**Task goal**: Return the lines beginning at the one that contains "The client would like the blue striped" and continuing to the end of the entries, including both ends, exactly as written and nothing else.

**Input records**:
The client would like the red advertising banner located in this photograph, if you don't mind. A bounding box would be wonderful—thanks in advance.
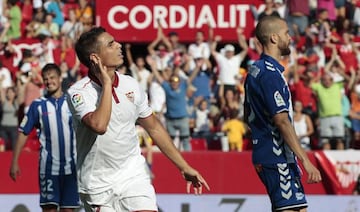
[315,150,360,194]
[95,0,264,43]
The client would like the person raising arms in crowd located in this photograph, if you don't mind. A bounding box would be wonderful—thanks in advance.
[67,27,209,212]
[244,16,321,212]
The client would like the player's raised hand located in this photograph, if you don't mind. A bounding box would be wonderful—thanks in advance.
[91,55,110,86]
[182,167,210,195]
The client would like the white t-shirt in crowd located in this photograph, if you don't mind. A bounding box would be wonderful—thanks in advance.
[0,67,13,89]
[129,63,151,92]
[215,53,243,85]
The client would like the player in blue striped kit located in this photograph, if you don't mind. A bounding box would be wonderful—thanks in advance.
[244,16,322,212]
[10,63,79,212]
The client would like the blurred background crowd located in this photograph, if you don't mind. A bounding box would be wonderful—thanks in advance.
[1,0,360,153]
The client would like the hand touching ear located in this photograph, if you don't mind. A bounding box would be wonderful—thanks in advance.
[91,55,111,86]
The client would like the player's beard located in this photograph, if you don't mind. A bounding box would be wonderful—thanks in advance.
[279,39,291,56]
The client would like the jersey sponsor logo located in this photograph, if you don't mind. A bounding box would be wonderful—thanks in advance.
[274,91,285,107]
[71,93,84,108]
[20,115,28,128]
[125,91,135,103]
[249,65,260,77]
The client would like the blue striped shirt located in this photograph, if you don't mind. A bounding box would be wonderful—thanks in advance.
[19,94,76,175]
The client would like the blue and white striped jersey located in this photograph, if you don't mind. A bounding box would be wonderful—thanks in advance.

**Final answer**:
The client would like the blue striped shirt located in this photograph, if you don't mind. A bounding box would be wonderful—thanks in advance.
[19,94,76,175]
The client would like the blue and white striped jersey located in this photograph, if you don't mind. A bounding box would be wonderful—thanks in advance.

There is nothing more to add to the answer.